**本文**.

╔══

仏教の教えをなかなか聞き分けないものたちを、なんとか正しい道に導こうとするために、わざとこわい顔をしてみせているのです。
こうしたホトケたちの姿も、もとをたどれば、遠くインドからやって来た形でした。密教はインドで発生し、中国に渡ったあと、すぐ日本に伝えられた教えだったのです。まとまった形で日本に密教をもたらしたのは、有名な弘法大師空海(こうぼうだいしくうかい)でした。
さて、今回は「孔雀明王(くじゃくみょうおう)」について勉強したいと思います。
孔雀の背中にすわっている姿のホトケがそれです。こわい姿の明王たちの中で、この孔雀明王だけが、やさしい顔をしています。じゃあ、どうして孔雀に乗っているのでしょう。わけを知るには、インドまでさかのぼらないといけません。
コブラをはじめとするインドの毒蛇は、人間に害を与えるので、たいそうこわがられます。昔も今もそれは変わりません。蛇使いのように、笛を吹いて蛇を飼い慣らす方法もありますが、毒蛇をやっつけてくれる動物にお祈りする方法もありました。孔雀がそうです。聞いた話では、孔雀は蛇に向かい合ったとき、わざと弱ったふりをして自分の体に巻つかせ、蛇が襲いかかろうとする瞬間、いっきにつばさを広げて撃退するのだそうです。蛇には気の毒な話です。しかし、優雅な姿の孔雀がおそろしい毒蛇を退治してくれるイメージは、美女が野獣をこらしめるような、晴れやかな印象があります。こうした孔雀の力はやがて神様のように扱われ、鳥ではなくホトケの姿に結晶していきました。それが孔雀明王なのです。
絵を見てみましょう。
孔雀は翼を広げた形で、正面から描かれています。その顔はちょっとユーモラスでさえあります。明王のうしろにも、魚のうろこのように金色の羽根が見えますが、これは孔雀が尾羽根を開いたようすをあらわしています。背中にすわった明王は、4本の腕をもっています。どうして4本もあるかといいますと、腕が多いほうが、神秘的な力があると思われたのです。

╚══

**課題**. 孔雀明王についての本文のうち、「仏教の教えをなかなか聞き分け」から「さて、今回は「孔雀明王(くじゃくみょうおう)」について勉強したいと思います。」までをすべて、一字一句変えずに書き出すこと。 このあとのエントリーは使わなくてよい。

**データ記録**.

╔══

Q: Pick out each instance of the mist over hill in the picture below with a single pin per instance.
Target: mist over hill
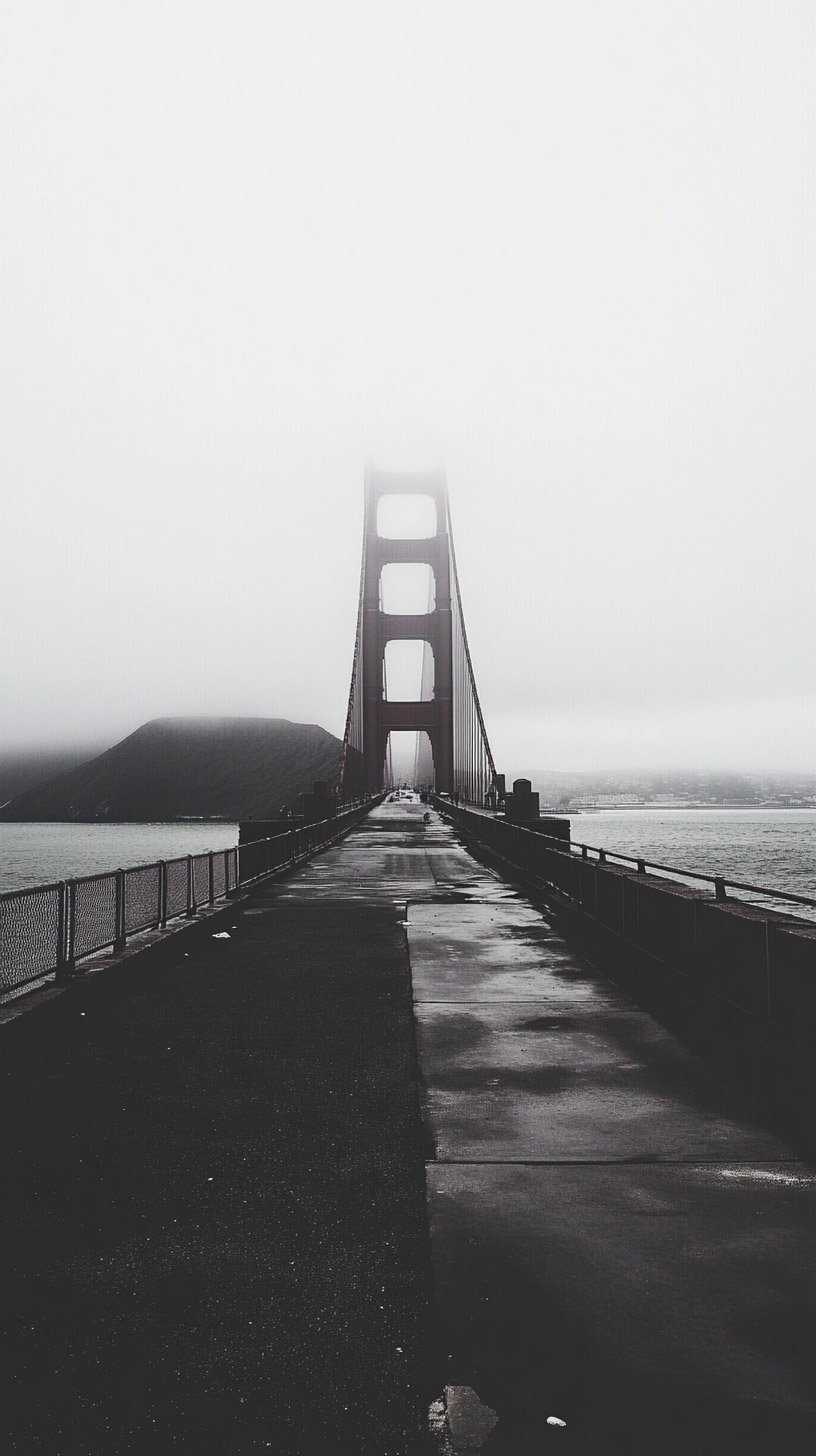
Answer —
(24, 769)
(188, 768)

╚══

**回答**.
仏教の教えをなかなか聞き分けないものたちを、なんとか正しい道に導こうとするために、わざとこわい顔をしてみせているのです。
こうしたホトケたちの姿も、もとをたどれば、遠くインドからやって来た形でした。密教はインドで発生し、中国に渡ったあと、すぐ日本に伝えられた教えだったのです。まとまった形で日本に密教をもたらしたのは、有名な弘法大師空海(こうぼうだいしくうかい)でした。
さて、今回は「孔雀明王(くじゃくみょうおう)」について勉強したいと思います。